Passage —
##############################

The Department of Energy said Thursday it intends to accelerate removal of all spent nuclear fuel from the L-Basin storage area at Savannah River Site in South Carolina using conventional processing without recovering highly enriched uranium.
In a press release, and accompanying Federal Register notice, DOE spelled out plans to process spent fuel left in L-Basin through H-Canyon without recovery of highly enriched uranium (HEU). The high-level waste will subsequently be immobilized into a glass form at the Defense Waste Processing Facility.
One day, the canisters of high-level waste would be sent away to a future federal repository akin to the moribund Yucca Mountain project in Nevada. This amended Record of Decision (ROD) for spent fuel “de-inventory” at Savannah River Site (SRS) “will free up space in L-Basin for other uses and save taxpayers approximately $4 billion,” DOE said in its press release.
The DOE press release did not list a cost estimate for the conventional processing. The DOE release said the amended ROD would allow processing and disposal of the remaining spent fuel held at the site and conversion of the spent fuel to a more proliferation-resistant form that can be stored for many years while the nation considers a replacement for Yucca.

##############################

Source data —
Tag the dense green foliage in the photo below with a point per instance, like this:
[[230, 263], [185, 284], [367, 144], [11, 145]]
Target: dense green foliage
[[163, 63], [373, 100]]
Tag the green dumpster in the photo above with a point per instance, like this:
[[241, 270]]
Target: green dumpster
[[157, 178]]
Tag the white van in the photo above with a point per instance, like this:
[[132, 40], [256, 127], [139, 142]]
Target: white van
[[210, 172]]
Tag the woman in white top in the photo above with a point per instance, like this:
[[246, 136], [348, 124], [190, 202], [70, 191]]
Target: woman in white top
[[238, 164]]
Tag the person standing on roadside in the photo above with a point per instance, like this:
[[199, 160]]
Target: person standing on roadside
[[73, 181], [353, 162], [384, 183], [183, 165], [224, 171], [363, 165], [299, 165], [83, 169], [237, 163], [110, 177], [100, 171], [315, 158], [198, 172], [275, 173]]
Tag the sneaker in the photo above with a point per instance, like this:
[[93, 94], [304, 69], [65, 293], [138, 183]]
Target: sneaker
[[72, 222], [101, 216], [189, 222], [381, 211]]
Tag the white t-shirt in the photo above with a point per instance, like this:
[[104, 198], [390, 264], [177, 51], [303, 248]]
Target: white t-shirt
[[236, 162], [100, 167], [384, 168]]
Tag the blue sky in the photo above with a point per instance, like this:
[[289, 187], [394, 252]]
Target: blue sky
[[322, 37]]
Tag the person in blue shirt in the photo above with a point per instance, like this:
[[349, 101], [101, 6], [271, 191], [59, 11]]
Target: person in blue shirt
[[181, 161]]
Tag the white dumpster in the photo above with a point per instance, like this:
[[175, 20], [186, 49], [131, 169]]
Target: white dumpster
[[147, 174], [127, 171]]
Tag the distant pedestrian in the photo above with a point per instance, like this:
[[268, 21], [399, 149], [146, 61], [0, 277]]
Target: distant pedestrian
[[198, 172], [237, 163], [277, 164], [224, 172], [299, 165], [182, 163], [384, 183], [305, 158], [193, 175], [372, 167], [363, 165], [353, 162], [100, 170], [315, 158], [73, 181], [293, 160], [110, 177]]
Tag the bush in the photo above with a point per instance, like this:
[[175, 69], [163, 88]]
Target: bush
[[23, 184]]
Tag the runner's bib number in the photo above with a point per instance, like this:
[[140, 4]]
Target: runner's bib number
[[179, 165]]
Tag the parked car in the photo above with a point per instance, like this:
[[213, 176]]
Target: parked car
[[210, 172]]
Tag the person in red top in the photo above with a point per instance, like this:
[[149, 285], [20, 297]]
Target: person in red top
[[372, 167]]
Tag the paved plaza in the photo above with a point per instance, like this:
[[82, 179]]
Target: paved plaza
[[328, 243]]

##############################

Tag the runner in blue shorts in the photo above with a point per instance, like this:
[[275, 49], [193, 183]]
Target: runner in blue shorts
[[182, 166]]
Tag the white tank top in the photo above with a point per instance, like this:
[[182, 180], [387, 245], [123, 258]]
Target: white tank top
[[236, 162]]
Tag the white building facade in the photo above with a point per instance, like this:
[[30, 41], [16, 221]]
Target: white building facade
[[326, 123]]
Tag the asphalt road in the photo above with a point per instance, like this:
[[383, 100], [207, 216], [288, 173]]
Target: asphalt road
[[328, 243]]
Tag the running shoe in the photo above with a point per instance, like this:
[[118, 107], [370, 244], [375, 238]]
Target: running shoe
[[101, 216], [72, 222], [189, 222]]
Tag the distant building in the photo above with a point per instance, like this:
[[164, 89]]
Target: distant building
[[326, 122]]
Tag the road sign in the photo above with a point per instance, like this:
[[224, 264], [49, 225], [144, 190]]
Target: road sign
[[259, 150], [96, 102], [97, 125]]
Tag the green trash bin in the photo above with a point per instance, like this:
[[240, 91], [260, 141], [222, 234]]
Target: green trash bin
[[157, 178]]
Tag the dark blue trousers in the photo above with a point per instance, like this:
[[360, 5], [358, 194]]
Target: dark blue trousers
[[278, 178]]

##############################

Study questions —
1. Answer these questions from the passage on spent fuel at Savannah River Site:
(a) At which facility will the high-level waste be immobilized into a glass form?
(b) About how much does DOE say the amended Record of Decision will save taxpayers?
(c) What did the DOE press release not list for the conventional processing?
2. Copy the passage on spent fuel at Savannah River Site word for word, from "One day, the" to "its press release.".

Per-task outputs —
1.
(a) The Defense Waste Processing Facility.
(b) Approximately $4 billion.
(c) A cost estimate.

2.
One day, the canisters of high-level waste would be sent away to a future federal repository akin to the moribund Yucca Mountain project in Nevada. This amended Record of Decision (ROD) for spent fuel “de-inventory” at Savannah River Site (SRS) “will free up space in L-Basin for other uses and save taxpayers approximately $4 billion,” DOE said in its press release.